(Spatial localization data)
=-=-=-=-=
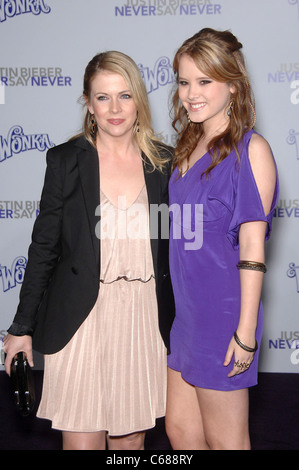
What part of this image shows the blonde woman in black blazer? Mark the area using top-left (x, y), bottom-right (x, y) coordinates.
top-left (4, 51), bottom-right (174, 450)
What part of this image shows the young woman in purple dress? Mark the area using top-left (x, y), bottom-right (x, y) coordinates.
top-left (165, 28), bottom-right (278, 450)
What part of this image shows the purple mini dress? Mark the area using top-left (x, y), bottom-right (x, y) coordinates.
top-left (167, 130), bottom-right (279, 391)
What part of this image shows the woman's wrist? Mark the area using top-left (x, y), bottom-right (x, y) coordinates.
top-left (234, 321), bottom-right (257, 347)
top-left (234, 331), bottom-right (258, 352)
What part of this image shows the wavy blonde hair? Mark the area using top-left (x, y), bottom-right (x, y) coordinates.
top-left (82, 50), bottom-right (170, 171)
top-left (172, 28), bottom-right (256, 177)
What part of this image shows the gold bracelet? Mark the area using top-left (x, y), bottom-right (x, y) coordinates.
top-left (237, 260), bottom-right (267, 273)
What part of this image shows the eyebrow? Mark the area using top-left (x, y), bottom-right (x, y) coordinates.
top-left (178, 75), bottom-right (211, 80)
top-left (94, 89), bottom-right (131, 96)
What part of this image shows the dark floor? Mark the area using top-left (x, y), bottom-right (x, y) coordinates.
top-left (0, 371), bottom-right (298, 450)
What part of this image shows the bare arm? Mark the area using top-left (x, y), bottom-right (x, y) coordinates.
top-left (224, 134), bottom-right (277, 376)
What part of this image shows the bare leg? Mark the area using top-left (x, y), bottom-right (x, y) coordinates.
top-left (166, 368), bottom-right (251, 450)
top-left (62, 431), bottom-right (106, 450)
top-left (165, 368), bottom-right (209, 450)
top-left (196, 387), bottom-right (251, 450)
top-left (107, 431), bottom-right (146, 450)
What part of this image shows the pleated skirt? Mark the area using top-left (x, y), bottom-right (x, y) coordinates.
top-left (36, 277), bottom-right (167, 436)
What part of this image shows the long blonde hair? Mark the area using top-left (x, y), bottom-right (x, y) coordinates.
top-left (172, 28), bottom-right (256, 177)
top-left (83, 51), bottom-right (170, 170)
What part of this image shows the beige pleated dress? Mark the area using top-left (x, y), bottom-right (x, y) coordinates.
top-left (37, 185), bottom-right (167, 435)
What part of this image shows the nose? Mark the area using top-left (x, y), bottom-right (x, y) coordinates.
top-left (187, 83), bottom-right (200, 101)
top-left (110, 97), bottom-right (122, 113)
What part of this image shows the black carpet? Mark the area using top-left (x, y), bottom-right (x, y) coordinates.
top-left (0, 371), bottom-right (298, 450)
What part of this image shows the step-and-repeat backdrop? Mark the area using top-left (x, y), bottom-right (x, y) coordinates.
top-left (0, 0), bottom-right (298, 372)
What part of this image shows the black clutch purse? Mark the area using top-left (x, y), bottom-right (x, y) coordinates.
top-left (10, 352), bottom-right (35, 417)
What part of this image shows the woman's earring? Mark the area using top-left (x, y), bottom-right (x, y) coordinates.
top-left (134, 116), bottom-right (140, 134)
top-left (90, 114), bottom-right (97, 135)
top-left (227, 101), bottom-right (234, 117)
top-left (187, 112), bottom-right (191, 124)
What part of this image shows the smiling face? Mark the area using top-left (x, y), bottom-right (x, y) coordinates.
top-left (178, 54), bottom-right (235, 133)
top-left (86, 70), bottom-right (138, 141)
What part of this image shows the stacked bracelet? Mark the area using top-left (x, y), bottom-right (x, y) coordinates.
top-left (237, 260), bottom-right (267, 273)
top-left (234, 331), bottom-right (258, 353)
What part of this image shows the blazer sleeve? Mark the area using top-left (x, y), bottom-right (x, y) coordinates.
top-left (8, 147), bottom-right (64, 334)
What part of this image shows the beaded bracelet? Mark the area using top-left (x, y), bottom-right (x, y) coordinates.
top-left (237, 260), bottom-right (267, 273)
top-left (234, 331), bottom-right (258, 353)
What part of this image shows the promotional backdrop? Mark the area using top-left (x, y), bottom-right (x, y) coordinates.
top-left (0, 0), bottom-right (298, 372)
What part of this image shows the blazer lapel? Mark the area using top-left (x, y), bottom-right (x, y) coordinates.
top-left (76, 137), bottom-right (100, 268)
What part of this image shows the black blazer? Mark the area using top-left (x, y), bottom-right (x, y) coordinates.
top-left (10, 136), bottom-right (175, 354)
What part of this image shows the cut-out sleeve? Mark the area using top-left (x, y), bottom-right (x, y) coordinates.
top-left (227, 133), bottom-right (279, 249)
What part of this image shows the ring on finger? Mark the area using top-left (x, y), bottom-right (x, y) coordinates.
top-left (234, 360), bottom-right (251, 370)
=-=-=-=-=
▶ WHAT THE TASK ASKS: Each entry must be retyped word for word, with every image omitted.

▶ RESULT BELOW:
What part of this image shows the blonde woman in black blazer? Mark the area using top-left (x, y), bottom-right (x, y) coordinates.
top-left (4, 51), bottom-right (174, 450)
What part of this image shows the young woman in purple dress? Mark the area using top-left (x, y), bottom-right (x, y) coordinates.
top-left (165, 28), bottom-right (278, 450)
What part of this image shows the purple mini dress? Mark the area using top-left (x, y), bottom-right (x, y) coordinates.
top-left (167, 130), bottom-right (279, 391)
What part of this image shows the woman's wrist? Mark the area using top-left (x, y), bottom-right (x, y) coordinates.
top-left (234, 321), bottom-right (257, 347)
top-left (234, 331), bottom-right (258, 352)
What part of this image shows the wavy blonde hair? Mark the area using top-left (x, y), bottom-right (x, y) coordinates.
top-left (82, 50), bottom-right (170, 171)
top-left (172, 28), bottom-right (256, 177)
What part of this image shows the gold bracelet? Mark the area using top-left (x, y), bottom-right (x, y) coordinates.
top-left (237, 260), bottom-right (267, 273)
What part of this image shows the eyebrow? Mark the area using top-left (x, y), bottom-right (x, y) coordinates.
top-left (178, 75), bottom-right (211, 80)
top-left (94, 89), bottom-right (131, 96)
What part of this image shows the dark floor? Mark the area using top-left (x, y), bottom-right (x, y) coordinates.
top-left (0, 371), bottom-right (298, 450)
What part of this image shows the bare arm? Mark the area using top-left (x, y), bottom-right (x, y) coordinates.
top-left (224, 134), bottom-right (277, 376)
What part of this image shows the bare leg? Mark the area using top-left (x, y), bottom-right (x, y) coordinates.
top-left (166, 368), bottom-right (251, 450)
top-left (62, 431), bottom-right (106, 450)
top-left (165, 368), bottom-right (209, 450)
top-left (196, 387), bottom-right (251, 450)
top-left (107, 431), bottom-right (146, 450)
What part of this image shows the pleated skirt? Mark the area using top-left (x, y), bottom-right (x, y) coordinates.
top-left (36, 277), bottom-right (167, 436)
What part of this image shows the long blonde hair? Mark the area using top-left (x, y), bottom-right (x, y) coordinates.
top-left (172, 28), bottom-right (256, 177)
top-left (83, 51), bottom-right (170, 170)
What part of this image shows the beige pleated dress? Mark the area using top-left (x, y), bottom-right (x, y) coordinates.
top-left (37, 185), bottom-right (167, 435)
What part of this image shows the nose? Mark the area using top-left (x, y), bottom-right (x, y) coordinates.
top-left (187, 83), bottom-right (200, 101)
top-left (110, 97), bottom-right (122, 113)
What part of this image shows the black carpet? Mark the area using top-left (x, y), bottom-right (x, y) coordinates.
top-left (0, 371), bottom-right (298, 450)
What part of this image shows the step-and-repeat backdrop? Mark the area using top-left (x, y), bottom-right (x, y) coordinates.
top-left (0, 0), bottom-right (298, 372)
What part of this image shows the black clutch purse? Mark the area using top-left (x, y), bottom-right (x, y) coordinates.
top-left (10, 352), bottom-right (35, 417)
What part of this image shows the woman's earring? Mark the area using top-left (x, y), bottom-right (x, y) coordinates.
top-left (134, 116), bottom-right (140, 134)
top-left (90, 114), bottom-right (97, 135)
top-left (227, 101), bottom-right (234, 117)
top-left (187, 112), bottom-right (191, 124)
What part of this image shows the smiling face? Mark the area using top-left (x, y), bottom-right (x, y) coordinates.
top-left (178, 54), bottom-right (235, 133)
top-left (86, 70), bottom-right (138, 141)
What part of this image shows the stacked bracelet? Mark the area using top-left (x, y), bottom-right (x, y) coordinates.
top-left (237, 260), bottom-right (267, 273)
top-left (234, 331), bottom-right (258, 353)
What part of this image shows the blazer sleeve? Mark the area using top-left (x, y), bottom-right (x, y) coordinates.
top-left (8, 147), bottom-right (64, 334)
What part of this image shows the beaded bracelet? Mark the area using top-left (x, y), bottom-right (x, y) coordinates.
top-left (237, 260), bottom-right (267, 273)
top-left (234, 331), bottom-right (258, 353)
What part of this image shows the promotional backdrop? Mark the area using top-left (x, y), bottom-right (x, y) coordinates.
top-left (0, 0), bottom-right (298, 372)
What part of this image shows the blazer lapel? Mark the area using top-left (x, y), bottom-right (x, y) coordinates.
top-left (76, 137), bottom-right (100, 268)
What part of this image shows the black blazer? Mark the area using top-left (x, y), bottom-right (x, y) coordinates.
top-left (10, 136), bottom-right (175, 354)
What part of this image shows the cut-out sleeve? Mark the area using top-left (x, y), bottom-right (x, y) coordinates.
top-left (227, 133), bottom-right (279, 249)
What part of this image shows the ring on finger? Mark the area using top-left (x, y), bottom-right (x, y) coordinates.
top-left (234, 360), bottom-right (251, 370)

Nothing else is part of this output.